TEXT BLOCK
******************************

My wife and I moved to the woods 19 years ago to get away from all the headaches.
My paternal grandfather lived hard and passed the same way. He sired thirteen children and outlived two wives. Was a diesel mechanic and had a small farm in the Pennsylvania midlands. A bull once got away from him and dragged him down thru a pasture, severed a finger, before he got loose. He put the finger in the freezer and dispatched the bull with a 30.06 before calling the doctor. We had tough steak for awhile. At one point, some of his kids put him in a home. My youngest uncle broke him out and he finished his days on the farm, alone, the way he wanted. He was found, between the house and the barn, frozen in the snow, on his way to feed the livestock, on a February morning. He had had a massive heart attack. I don’t think he had any complaints.
Definitely a boss way to live and leave. RIP. Once your friend has got over the initial trauma I’m sure she will dwell on the many happy memories she has of him.
And I bet he had a boss funeral planned.
I have a friend who said his ideal death would be at age 75 or so and being shot by an 20 year old jealous husband.
That’s my ambition, too, but I want to go at age 99.

******************************

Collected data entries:

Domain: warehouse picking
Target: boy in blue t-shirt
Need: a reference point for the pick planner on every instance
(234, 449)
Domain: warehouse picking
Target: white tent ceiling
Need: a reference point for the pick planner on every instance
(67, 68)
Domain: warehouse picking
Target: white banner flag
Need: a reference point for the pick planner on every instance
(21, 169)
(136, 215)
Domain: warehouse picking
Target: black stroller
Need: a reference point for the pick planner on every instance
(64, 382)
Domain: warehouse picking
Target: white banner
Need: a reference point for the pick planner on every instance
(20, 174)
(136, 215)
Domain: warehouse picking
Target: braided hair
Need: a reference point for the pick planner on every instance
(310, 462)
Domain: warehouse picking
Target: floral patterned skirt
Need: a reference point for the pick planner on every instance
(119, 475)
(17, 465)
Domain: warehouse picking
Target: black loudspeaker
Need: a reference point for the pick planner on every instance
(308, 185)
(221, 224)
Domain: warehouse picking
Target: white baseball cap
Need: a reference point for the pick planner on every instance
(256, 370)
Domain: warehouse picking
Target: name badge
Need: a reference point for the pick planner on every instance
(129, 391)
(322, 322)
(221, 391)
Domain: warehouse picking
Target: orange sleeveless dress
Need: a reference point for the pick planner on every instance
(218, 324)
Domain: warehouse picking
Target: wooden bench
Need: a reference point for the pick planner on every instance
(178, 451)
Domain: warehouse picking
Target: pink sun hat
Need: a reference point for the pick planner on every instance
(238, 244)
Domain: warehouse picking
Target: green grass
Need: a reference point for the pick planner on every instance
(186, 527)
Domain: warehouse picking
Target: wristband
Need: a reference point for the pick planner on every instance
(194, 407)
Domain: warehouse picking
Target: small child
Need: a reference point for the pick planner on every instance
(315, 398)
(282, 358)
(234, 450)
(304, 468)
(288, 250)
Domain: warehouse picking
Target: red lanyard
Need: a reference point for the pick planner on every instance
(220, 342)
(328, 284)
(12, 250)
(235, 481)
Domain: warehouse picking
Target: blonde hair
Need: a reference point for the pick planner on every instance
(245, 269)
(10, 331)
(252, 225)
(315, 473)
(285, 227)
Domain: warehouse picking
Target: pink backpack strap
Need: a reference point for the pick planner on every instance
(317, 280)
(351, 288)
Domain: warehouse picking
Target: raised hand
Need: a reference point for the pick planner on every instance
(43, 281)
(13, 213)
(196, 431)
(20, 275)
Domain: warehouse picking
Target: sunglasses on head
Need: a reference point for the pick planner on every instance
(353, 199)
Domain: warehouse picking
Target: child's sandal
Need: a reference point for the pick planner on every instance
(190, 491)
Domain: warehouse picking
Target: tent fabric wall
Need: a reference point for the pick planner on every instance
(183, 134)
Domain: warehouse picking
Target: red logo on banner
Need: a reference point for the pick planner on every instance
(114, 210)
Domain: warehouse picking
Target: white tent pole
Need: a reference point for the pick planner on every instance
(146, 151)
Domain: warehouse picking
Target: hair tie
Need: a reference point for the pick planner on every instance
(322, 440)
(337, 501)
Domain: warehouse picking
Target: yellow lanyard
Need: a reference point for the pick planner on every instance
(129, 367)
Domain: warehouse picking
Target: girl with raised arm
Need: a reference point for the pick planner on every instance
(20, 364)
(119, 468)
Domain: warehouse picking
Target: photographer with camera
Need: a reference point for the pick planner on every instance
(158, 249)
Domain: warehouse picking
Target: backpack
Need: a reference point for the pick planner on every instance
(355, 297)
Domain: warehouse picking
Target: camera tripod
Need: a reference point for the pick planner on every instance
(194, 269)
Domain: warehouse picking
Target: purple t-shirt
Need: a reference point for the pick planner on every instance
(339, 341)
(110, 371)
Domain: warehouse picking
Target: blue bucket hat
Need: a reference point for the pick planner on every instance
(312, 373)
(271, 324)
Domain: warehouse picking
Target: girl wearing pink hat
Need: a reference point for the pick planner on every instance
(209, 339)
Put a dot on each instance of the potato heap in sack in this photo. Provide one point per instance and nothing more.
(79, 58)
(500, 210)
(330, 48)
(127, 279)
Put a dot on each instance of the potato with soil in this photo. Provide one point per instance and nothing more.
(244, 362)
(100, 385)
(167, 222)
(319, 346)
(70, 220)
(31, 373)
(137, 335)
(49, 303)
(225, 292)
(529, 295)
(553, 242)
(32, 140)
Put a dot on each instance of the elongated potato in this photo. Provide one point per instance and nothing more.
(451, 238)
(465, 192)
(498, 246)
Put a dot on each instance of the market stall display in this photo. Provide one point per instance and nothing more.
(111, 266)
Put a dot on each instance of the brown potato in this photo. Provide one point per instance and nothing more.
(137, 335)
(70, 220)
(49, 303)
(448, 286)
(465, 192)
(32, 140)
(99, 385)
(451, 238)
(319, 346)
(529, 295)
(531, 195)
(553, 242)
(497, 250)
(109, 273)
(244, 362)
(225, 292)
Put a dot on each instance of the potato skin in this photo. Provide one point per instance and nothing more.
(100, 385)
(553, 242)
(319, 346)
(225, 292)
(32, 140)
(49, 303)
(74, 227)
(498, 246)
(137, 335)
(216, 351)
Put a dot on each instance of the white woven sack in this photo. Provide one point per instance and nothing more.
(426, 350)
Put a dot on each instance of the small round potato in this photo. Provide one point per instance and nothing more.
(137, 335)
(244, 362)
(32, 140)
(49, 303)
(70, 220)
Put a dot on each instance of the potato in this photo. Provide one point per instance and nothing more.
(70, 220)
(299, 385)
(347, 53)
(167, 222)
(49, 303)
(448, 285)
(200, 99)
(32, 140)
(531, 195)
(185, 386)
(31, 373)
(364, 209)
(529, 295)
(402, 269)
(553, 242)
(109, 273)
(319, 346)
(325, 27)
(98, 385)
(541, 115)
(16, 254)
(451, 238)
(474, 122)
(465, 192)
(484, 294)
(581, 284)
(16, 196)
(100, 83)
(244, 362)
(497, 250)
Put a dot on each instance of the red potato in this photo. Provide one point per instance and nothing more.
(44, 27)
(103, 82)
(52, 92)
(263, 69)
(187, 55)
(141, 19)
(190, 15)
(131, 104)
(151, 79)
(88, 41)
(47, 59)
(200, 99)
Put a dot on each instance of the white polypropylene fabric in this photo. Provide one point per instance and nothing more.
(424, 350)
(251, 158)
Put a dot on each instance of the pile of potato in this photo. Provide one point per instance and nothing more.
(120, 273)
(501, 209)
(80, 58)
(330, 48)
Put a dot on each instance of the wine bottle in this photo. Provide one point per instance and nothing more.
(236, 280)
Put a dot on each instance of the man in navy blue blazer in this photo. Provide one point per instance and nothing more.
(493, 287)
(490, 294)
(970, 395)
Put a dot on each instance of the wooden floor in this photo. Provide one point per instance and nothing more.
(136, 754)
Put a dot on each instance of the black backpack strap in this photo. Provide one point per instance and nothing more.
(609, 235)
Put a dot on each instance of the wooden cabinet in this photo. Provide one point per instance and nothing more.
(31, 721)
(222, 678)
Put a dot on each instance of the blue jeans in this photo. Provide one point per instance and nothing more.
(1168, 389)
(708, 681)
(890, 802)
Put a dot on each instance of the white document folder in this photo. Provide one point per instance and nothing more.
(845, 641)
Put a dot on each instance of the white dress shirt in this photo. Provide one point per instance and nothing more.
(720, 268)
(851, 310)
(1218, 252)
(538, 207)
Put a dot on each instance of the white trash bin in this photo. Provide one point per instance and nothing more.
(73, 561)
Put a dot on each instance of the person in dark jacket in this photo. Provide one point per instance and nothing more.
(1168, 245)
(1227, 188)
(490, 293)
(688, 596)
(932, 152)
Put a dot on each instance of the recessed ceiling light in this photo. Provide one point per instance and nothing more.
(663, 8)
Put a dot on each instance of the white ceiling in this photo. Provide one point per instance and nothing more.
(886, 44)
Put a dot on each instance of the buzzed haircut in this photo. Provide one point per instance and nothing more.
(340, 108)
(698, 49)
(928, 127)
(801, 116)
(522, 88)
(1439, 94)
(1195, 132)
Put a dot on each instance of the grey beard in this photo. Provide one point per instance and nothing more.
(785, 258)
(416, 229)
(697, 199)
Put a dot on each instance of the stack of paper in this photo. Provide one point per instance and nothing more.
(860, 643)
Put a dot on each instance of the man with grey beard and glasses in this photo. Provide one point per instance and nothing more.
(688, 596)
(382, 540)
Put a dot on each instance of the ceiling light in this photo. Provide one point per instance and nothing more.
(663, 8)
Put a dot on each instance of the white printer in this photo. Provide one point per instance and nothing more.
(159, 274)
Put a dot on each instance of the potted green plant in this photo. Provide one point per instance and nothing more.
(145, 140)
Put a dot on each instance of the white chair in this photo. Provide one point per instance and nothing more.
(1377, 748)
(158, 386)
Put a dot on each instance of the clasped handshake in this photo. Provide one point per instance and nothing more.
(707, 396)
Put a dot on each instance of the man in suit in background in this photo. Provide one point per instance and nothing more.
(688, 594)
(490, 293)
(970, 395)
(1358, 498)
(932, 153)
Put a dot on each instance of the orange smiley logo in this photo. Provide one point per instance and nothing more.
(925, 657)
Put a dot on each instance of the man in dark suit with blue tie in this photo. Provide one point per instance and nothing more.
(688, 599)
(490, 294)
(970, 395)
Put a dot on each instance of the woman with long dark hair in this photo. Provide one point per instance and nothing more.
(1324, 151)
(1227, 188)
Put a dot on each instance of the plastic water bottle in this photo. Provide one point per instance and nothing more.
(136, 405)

******************************

WORK INSTRUCTION 1
Repeat, word for word, the part of the comments about the grandfather that opens with "I have a friend" and closes with "go at age 99.".
WORK INSTRUCTION 2
Carry the comments about the grandfather forward with the next part, beginning after the last sentence shown.
These records stand apart from the comments about the grandfather and are separate material.

WRITTEN ANSWER 1
I have a friend who said his ideal death would be at age 75 or so and being shot by an 20 year old jealous husband.
That’s my ambition, too, but I want to go at age 99.

WRITTEN ANSWER 2
My Grandfather’s Uncle died at 98 walking to his restaurant in February in St, Louis. He was hit by a bus. We never did find out if the bus had to be totaled.
As compared to dying in a “nursing home” … incontinent, demented, unable to recognise family, aphasic, a dribbling, drooling parody of a human being?
I do NOT ever want my kids to see me like that! Let them live with the memory of what I was when I was important to them.
Dad died in his sleep. Peacefully. Arms crossed on his chest.
Mum had Alzheimer’s and no longer know who I was. Eventually, she decided she’d had enough and starved herself to death. No, thank you!
I am one of three lifelong friends, joining up for life’s adventures back in the early 1960s, all of us in our late 70s now. We seem cursed to outlast other acquaintances and even children. Just three old folks shuffling towards the sunset. Health issues prevent us from doing most things we used to enjoy. It won’t be very long now before the three become two. On that day, I do not look forward to making that horrible notification, nor do I look forward to receiving it. More importantly, I don’t want to be the one who leaves the others to carry on.
There is no good end to this, as I see it.
Died while doing something he loved. Can’t be many better ways to go. Certainly better than in a hospital bed hooked to machines.
Someday. Not yet
I’ve watched two of my grandparents die slowly, one due to Alzheimer’s and another due to dementia and other physical ailments, and am watching a third waste away both physically and mentally. She’s 94, confined to either her bed or a wheelchair that she can’t push on her own (her fault; she kept trying to deliberately run down people with her motorized chair), can barely hear, can barely see, can barely feed herself, can barely remember anything, can’t even use the bathroom without assistance.
No thank you.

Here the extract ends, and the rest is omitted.